#### Excerpted passage:
For the past few years, the world has been on the edge of one of the biggest medical triumphs of modern history: Wiping out a horrific parasite from the face of the Earth.
In the early '80s, there were 3.2 million cases of Guinea worm — a two-feet long worm that emerges slowly — and excruciatingly — from a blister on the skin.
A massive campaign, led by President Jimmy Carter, has eradicated the worm from all but four countries. And this year, there have been only seven cases, the Carter Center reports.
"I'd like for the last Guinea worm to die before I do," President Carter told reporters last year.
But a surprising wrinkle has cropped up: The worm has found a new way to hide and thrive.
Back in 2013, something strange started happening in Chad: Dogs were showing up with Guinea worm emerging from their legs. Many dogs. With many, many Guinea worms.
"A 2-year-old female dog had a record 62 Guinea worms emerge from it," says David Molyneux, at the Liverpool School of Medicine, who has worked on stopping Guinea worm for 40 years.
"That's a huge infection in an animal. I mean I've never heard of that before. That's extraordinary," he says.
So many worms in one dog means one thing: "There's an awful lot of Guinea worms out there," Molyneux says.
This year there have been more than 600 hundred dogs infected with Guinea, scattered across a large part of Chad, which is nearly twice the size of Texas.
"This is a massive challenge," Molyneux says. "It's going to be a longer haul [to eradication] than we anticipated."
Other scientists agree.
For more than a hundred years, scientists thought they had Guinea worm figured out. They thought the critter needed people to survive and reproduce. So if you got rid of cases in people, the worm would go extinct.
But now it looks like Guinea worm might not need people, says Mark Eberhard, a scientist with the Centers for Disease Control and Prevention, who just got back from Chad to assess the dog situation. "It looks like dogs can drive infections, too."
And so to eradicate Guinea worm, the world has to wipe out the worm not only in people but also in dogs.

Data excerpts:

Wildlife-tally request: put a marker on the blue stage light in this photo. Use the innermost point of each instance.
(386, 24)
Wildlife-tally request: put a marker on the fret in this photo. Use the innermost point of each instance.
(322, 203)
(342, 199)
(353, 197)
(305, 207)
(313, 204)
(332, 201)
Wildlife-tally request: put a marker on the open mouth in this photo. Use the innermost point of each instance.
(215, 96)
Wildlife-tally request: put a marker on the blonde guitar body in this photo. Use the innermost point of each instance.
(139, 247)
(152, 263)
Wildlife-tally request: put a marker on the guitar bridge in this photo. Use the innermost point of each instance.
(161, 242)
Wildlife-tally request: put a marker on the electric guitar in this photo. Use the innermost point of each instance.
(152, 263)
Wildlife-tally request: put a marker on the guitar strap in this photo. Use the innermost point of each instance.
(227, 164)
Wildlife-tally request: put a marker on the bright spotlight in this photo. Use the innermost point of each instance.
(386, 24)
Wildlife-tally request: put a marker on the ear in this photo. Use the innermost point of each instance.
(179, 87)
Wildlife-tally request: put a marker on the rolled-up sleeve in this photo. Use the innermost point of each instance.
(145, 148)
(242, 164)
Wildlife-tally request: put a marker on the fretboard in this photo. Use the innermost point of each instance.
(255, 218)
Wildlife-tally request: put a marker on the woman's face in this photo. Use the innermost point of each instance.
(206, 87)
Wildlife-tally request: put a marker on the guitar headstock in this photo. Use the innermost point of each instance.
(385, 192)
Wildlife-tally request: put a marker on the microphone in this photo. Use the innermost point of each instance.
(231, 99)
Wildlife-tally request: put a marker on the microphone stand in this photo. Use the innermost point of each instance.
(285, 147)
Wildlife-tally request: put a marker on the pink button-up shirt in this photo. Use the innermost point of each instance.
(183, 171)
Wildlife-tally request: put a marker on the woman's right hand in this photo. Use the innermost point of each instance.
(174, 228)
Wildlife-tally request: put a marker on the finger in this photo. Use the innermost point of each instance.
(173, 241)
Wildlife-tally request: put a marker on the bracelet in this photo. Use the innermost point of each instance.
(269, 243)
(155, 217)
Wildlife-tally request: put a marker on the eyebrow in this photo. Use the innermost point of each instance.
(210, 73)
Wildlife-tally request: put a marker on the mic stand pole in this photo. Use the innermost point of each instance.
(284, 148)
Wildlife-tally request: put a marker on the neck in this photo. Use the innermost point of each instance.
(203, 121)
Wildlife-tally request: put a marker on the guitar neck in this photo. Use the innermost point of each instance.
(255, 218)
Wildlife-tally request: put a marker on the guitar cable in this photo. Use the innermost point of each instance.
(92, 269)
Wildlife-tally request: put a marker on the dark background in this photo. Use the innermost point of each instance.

#### Actions to take:
A. According to the Guinea worm article, in what year did dogs in Chad begin showing up with Guinea worm emerging from their legs?
B. Reproduce everything in the Guinea worm article from "For the past" down to "hide and thrive.".
The data has no connection to the Guinea worm article.

#### Completed exercise:
A. 2013

B.
For the past few years, the world has been on the edge of one of the biggest medical triumphs of modern history: Wiping out a horrific parasite from the face of the Earth.
In the early '80s, there were 3.2 million cases of Guinea worm — a two-feet long worm that emerges slowly — and excruciatingly — from a blister on the skin.
A massive campaign, led by President Jimmy Carter, has eradicated the worm from all but four countries. And this year, there have been only seven cases, the Carter Center reports.
"I'd like for the last Guinea worm to die before I do," President Carter told reporters last year.
But a surprising wrinkle has cropped up: The worm has found a new way to hide and thrive.